Research Team Boosts Environmentally Sustainable Pest Control Via Insect Pheromones

Ed Cahoon

Research Team Boosts Environmentally Sustainable Pest Control Via Insect Pheromones

A team of researchers including a University of Nebraska-Lincoln biochemist has developed a low-cost process to produce pheromones and enable the next generation of pest control. The findings facilitate environmentally friendly methods to protect food crops currently facing increased vulnerability to insect attack.

The research team including Ed Cahoon, a UNL professor of biochemistry and director of the university’s Center for Plant Science Innovation, has developed a novel path to produce significant amounts of inexpensive pheromones from the ancient Viking seed oil plant Camelina. The project demonstrates the biological efficacy and economic feasibility of pheromone production in plant factories by metabolic engineering of an oilseed crop.

- Recorded data -
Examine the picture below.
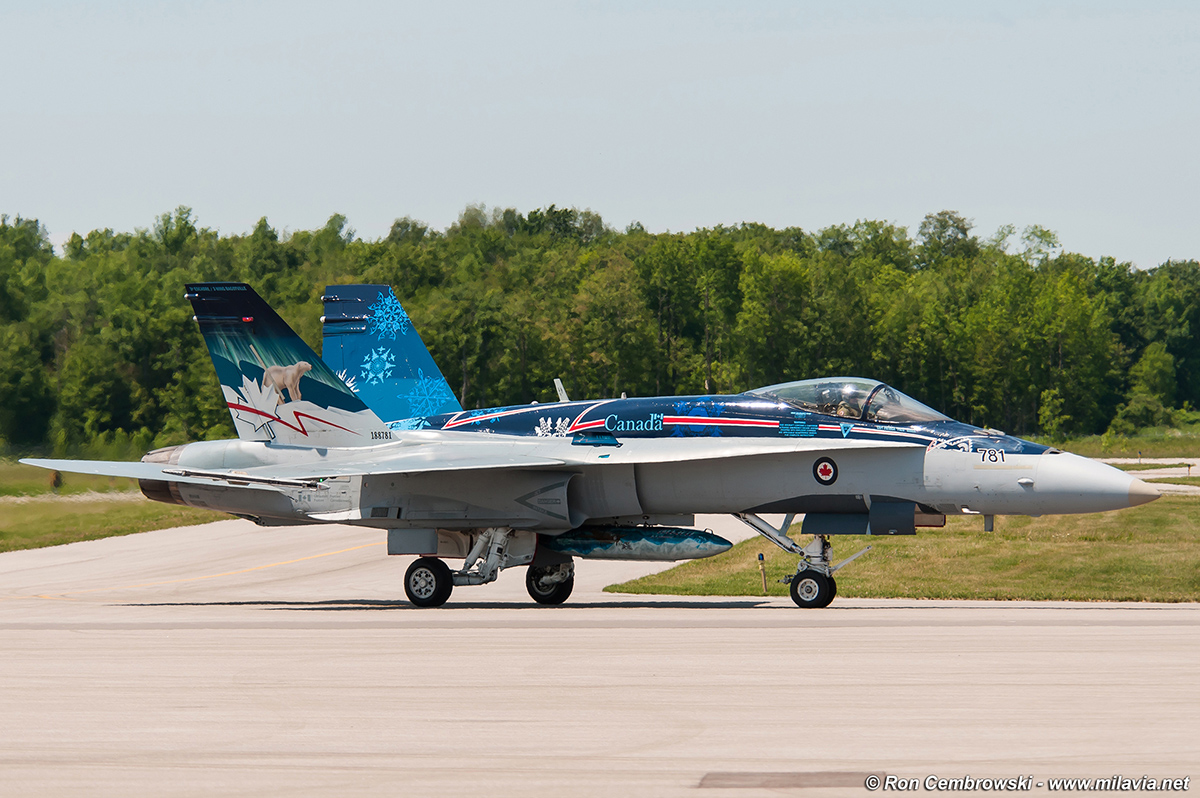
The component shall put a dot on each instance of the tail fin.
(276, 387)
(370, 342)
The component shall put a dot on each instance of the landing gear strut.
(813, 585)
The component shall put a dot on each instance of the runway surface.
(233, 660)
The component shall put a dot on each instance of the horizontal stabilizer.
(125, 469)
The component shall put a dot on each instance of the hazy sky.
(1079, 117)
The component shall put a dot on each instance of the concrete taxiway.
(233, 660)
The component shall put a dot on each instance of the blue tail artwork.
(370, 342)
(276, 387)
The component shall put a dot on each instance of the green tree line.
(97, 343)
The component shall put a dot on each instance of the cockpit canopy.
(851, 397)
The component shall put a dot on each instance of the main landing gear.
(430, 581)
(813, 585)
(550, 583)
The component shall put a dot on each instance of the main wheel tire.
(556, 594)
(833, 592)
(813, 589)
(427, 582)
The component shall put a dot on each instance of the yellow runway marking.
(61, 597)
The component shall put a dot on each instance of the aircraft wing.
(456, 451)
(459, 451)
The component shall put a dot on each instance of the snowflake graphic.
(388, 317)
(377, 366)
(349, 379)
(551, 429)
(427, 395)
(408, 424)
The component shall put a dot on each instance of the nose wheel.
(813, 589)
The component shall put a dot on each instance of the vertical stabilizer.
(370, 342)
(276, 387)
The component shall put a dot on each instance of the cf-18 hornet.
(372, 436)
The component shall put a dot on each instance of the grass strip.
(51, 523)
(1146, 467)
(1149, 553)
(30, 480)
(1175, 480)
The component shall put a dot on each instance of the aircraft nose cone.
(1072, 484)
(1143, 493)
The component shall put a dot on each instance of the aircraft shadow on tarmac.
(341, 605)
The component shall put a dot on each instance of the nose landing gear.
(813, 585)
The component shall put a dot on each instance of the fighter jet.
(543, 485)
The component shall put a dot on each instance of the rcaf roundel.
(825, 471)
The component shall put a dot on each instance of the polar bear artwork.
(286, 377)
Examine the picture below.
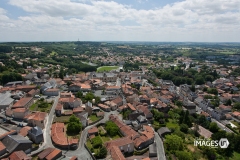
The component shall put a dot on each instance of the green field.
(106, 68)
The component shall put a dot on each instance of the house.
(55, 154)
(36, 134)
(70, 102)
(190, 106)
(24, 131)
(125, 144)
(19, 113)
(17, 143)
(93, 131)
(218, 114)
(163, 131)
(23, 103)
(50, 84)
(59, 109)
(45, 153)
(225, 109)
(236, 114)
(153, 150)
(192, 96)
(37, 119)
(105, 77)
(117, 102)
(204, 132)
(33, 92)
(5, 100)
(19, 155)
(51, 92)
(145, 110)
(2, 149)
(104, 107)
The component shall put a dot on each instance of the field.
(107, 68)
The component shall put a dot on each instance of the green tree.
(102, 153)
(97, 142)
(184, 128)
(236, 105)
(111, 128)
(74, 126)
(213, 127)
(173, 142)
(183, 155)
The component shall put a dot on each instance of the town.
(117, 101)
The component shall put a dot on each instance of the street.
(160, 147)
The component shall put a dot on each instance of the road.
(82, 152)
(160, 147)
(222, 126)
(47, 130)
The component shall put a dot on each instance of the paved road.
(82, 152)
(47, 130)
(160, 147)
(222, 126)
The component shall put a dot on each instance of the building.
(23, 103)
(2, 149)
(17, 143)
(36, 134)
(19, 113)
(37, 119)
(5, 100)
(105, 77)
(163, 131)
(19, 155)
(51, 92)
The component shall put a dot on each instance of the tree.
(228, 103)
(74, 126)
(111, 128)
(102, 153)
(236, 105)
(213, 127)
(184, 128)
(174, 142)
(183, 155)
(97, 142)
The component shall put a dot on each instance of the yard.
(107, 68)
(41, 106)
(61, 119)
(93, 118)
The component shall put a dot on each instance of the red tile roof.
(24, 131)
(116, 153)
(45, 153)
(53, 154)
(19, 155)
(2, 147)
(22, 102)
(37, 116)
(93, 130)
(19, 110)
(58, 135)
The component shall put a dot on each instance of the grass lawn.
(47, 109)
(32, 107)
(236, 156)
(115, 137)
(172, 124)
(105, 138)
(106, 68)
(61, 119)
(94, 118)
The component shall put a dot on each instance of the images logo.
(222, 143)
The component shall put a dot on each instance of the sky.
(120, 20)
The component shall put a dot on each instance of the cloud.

- Goal of the exercise -
Please echo the pheromone article word for word, starting at "A team of researchers" and ending after "to insect attack.". The rows were drawn from a separate source and are unrelated to the pheromone article.

- Response -
A team of researchers including a University of Nebraska-Lincoln biochemist has developed a low-cost process to produce pheromones and enable the next generation of pest control. The findings facilitate environmentally friendly methods to protect food crops currently facing increased vulnerability to insect attack.